TEXTE CITÉ >>
◇ ◇ ◇ ◇ ◇ ◇ ◇
Le Rouget, boulangère, oursin suit avec bonheur le cheminement vers la Plénitude et le bonheur. Fumet de roche bravade. Il y a un peu d'esprit de bouillabaisse dans ce plat, et la note de pastis dans la sauce enjolive le poisson. C'est puissant et particulièrement savoureux. Je sauce à nouveau. Je ne peux pas m'en empêcher.
C'est un vin rouge qui accompagne ce plat : un savigny les beaune premier cru en Marconnet 2015. Très bon vin empli de légèreté. Je pense qu'il y avait mieux à faire en terme d'accord, en tout cas plus original.
Puis, discrètement, on vient me demander, si ça me dirait d'aller faire un petit tour en cuisine. Et comment ! Bon, je suis repéré ou quoi? M'en fout ! Je veux voir la cuisine. Je sors donc de table et m'en vais découvrir une fantastique et grouillante cuisine. Ils sont nombreux et s'activent. De francs "bonsoir!" sont lancés à mon arrivée. On m'explique même qu'il y a une table d'hôtes dans la cuisine... et on m'invite à m'y asseoir ! ZE privilège !
◇ ◇ ◇ ◇ ◇ ◇ ◇
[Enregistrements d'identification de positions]
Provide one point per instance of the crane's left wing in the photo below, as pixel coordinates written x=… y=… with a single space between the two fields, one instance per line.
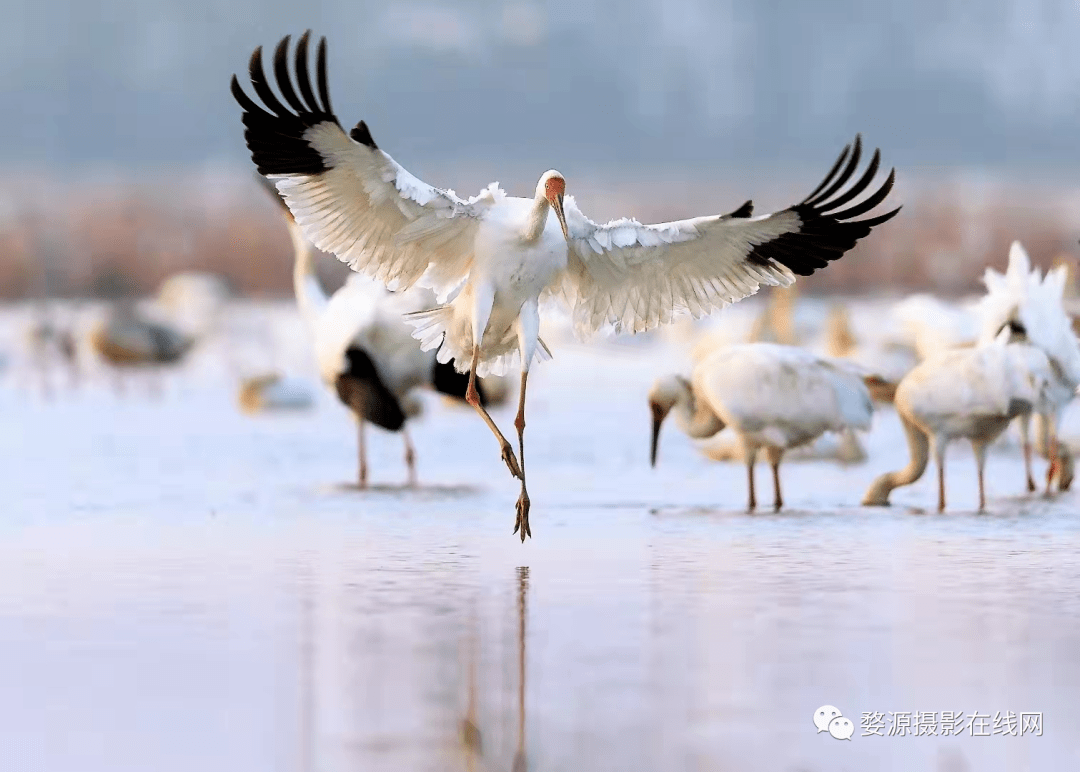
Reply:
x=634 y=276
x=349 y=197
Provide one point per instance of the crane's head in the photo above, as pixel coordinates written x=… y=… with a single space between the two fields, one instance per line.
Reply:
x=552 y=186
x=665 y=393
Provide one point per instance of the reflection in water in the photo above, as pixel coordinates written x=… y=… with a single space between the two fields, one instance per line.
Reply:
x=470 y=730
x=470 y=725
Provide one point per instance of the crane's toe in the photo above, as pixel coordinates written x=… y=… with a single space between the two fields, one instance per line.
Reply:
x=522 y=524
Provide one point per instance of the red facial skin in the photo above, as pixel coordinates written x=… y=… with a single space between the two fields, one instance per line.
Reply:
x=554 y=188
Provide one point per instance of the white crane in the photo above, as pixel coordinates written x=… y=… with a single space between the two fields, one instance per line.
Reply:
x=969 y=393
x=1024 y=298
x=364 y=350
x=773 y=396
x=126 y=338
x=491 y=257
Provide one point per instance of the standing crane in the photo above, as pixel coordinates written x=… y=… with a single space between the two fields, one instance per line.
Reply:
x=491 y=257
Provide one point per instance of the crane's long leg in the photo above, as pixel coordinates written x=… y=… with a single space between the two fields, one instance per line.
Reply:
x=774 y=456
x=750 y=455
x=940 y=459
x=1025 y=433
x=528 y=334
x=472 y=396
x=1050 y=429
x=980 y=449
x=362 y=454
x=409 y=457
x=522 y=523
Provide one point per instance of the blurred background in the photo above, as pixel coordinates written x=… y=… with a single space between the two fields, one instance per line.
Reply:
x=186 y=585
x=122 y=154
◇ ◇ ◇ ◇ ◇ ◇ ◇
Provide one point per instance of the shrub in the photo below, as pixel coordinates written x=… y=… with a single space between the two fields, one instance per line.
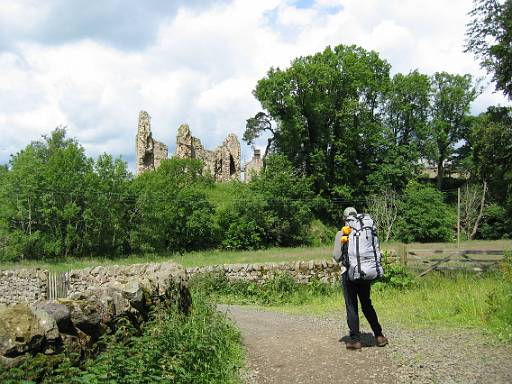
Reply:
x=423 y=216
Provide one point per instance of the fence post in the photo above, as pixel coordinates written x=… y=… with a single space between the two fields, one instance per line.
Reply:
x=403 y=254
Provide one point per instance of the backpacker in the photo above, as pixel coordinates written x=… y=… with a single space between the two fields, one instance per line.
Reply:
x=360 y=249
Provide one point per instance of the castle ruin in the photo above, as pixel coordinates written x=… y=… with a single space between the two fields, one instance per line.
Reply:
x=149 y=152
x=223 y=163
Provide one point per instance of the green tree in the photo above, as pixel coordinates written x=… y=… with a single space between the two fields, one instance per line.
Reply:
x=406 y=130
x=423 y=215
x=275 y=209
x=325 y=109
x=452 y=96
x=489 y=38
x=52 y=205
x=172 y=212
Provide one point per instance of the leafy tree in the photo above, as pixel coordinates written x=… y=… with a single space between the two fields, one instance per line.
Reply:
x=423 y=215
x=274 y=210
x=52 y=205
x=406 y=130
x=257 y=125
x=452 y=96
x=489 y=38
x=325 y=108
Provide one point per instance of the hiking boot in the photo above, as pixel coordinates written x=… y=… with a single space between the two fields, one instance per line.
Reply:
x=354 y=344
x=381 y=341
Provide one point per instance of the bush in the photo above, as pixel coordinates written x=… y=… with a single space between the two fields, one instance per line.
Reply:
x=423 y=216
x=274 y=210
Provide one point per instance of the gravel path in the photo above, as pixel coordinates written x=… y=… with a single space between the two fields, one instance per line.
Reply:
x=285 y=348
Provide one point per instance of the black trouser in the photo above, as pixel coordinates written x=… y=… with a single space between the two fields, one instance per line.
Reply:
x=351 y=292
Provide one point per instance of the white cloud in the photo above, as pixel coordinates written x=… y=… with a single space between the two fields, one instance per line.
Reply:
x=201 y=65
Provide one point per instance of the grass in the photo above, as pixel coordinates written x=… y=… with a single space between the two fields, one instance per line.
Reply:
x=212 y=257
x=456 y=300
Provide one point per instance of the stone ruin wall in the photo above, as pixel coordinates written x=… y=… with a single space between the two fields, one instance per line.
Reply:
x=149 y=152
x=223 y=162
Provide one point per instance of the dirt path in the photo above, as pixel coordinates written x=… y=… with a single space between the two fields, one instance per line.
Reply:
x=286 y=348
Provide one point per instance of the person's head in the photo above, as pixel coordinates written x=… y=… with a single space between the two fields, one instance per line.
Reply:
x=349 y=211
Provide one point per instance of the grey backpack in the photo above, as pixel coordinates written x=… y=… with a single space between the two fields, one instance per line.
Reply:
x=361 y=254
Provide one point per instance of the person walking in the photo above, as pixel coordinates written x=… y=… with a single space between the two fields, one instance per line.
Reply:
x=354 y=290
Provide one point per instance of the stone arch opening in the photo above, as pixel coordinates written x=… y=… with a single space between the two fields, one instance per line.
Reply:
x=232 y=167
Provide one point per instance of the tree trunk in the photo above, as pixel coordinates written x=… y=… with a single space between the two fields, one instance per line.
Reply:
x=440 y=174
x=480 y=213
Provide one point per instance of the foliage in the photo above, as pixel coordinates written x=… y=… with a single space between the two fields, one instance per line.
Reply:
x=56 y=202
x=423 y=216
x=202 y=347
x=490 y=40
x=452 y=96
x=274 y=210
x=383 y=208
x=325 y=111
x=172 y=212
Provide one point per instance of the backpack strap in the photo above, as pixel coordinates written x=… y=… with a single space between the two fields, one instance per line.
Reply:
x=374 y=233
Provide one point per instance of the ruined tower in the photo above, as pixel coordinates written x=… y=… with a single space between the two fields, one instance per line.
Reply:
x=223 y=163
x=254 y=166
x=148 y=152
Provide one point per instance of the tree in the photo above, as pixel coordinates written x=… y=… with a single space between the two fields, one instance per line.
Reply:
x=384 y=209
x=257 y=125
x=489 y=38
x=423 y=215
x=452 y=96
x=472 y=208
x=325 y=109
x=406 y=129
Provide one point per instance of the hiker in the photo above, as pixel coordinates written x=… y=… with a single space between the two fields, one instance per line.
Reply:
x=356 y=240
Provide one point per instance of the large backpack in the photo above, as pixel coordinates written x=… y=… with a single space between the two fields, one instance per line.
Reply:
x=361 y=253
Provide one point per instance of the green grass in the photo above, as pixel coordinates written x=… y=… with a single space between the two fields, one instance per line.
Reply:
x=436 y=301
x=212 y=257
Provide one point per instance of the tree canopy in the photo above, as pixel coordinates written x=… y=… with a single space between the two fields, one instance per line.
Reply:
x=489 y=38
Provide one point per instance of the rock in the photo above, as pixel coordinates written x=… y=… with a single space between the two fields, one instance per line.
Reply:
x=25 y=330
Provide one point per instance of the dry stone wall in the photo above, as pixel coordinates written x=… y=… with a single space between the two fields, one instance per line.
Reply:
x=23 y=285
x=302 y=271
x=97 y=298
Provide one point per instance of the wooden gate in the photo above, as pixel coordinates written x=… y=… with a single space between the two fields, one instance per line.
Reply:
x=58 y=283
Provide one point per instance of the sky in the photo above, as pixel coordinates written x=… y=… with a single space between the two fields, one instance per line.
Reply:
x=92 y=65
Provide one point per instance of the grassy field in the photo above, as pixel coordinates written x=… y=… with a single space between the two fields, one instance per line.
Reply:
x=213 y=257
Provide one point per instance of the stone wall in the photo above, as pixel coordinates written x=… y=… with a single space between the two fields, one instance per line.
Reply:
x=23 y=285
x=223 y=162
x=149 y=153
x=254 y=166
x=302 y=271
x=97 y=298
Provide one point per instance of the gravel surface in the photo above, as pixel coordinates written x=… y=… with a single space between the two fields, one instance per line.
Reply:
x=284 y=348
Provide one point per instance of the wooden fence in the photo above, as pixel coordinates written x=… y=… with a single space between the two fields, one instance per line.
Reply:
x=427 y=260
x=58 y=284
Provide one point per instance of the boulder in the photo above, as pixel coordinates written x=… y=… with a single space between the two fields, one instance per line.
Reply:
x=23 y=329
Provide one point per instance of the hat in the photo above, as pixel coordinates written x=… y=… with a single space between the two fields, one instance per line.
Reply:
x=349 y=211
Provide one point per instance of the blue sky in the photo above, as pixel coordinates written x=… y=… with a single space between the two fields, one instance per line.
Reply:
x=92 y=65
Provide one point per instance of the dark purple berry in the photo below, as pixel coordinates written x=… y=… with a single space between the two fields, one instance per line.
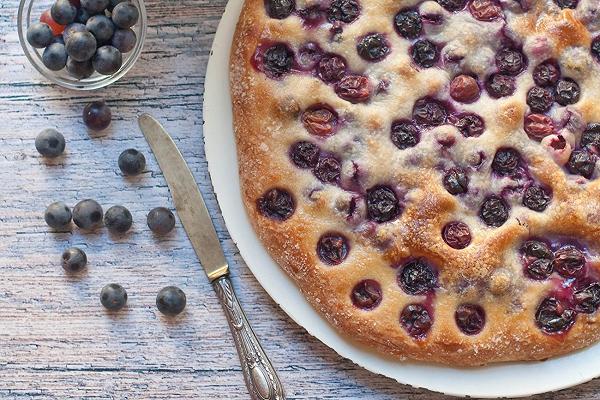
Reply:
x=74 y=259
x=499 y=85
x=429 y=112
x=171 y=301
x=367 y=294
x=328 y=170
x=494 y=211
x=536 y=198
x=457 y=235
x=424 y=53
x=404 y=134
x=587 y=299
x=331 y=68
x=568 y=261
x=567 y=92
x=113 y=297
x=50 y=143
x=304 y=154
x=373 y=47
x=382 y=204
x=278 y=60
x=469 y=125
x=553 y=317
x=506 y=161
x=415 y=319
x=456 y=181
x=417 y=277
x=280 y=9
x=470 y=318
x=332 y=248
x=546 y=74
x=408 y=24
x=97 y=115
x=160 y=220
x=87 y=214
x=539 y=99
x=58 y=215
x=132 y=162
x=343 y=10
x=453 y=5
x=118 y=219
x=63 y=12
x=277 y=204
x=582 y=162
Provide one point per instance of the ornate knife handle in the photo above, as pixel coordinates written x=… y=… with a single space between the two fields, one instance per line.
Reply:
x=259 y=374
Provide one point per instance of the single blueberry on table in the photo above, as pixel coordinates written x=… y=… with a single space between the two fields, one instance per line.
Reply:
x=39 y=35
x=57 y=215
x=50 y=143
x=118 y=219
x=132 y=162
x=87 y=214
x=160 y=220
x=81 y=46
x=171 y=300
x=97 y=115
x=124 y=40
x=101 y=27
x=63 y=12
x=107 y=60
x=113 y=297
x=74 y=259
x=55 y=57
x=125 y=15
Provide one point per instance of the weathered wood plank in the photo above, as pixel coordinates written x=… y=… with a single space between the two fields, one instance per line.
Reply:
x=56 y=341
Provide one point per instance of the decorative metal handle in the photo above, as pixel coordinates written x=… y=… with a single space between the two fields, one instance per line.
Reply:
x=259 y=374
◇ ◇ ◇ ◇ ◇ ◇ ◇
TRAVAIL À FAIRE >>
A) Dans les enregistrements, recopiez les lignes allant de celle qui contient « Provide one point per instance of the tree trunk » jusqu'à celle qui contient « x=480 y=213 », en substituant « stump » à « tree trunk » sans rien modifier d'autre.
B) Reprenez le récit de ce dîner gastronomique et prolongez-le après sa dernière phrase.
Le texte et les enregistrements n'ont aucun lien entre eux.

RÉPONSES PAR TÂCHE >>
A)
Provide one point per instance of the stump in the photo above, as pixel coordinates written x=… y=… with a single space between the two fields, one instance per line.
Reply:
x=440 y=174
x=480 y=213

B)
C'est l'heure du trou normand ! Quelle magnifique idée de renouer avec cette tradition qui se perd ! Sorbet, granité et un soupçon de calva.... Mais j'avoue, je suis plus subjugué par l'instant. Je dois avoir les yeux qui brillent.
Mais voilà, c'est fini, il est temps de revenir à table. Je dois avoir un sourire béat voire franchement niais. M'en fout ! Je suis VIP !
Je recouvre mes esprits pour accueillir la viande !
C'est beau. Mais je crois que tout est plus beau là, maintenant. La vue sur le pont, la vaisselles, les gens. Je suis ailleurs et ici, je nage dans une idée qui me plaît bien du bonheur. Le petit médaillon de veau m'attend. La saucière contient une "fricassée dévoyée" et particulièrement gourmande. C'est un plat construit, réfléchi, qui donne un grand plaisir à chaque bouchée.
Avec le vin - un châteauneuf du pape du domaine des Marcoux 2014, ça se comporte à merveille en bouche.
Puis je vois que la table d'à côté a quitté les lieux. Je comprends seulement à ce moment que tous les clients ont le droit à ce privilège suprême de pouvoir déguster un service en cuisine ! La classe ! On est tous VIP ! Si mon égo en prend un coup (pas bien grave!), je me rends compte de l'organisation nécessaire pour réussir cette prouesse ! Chapeau bas !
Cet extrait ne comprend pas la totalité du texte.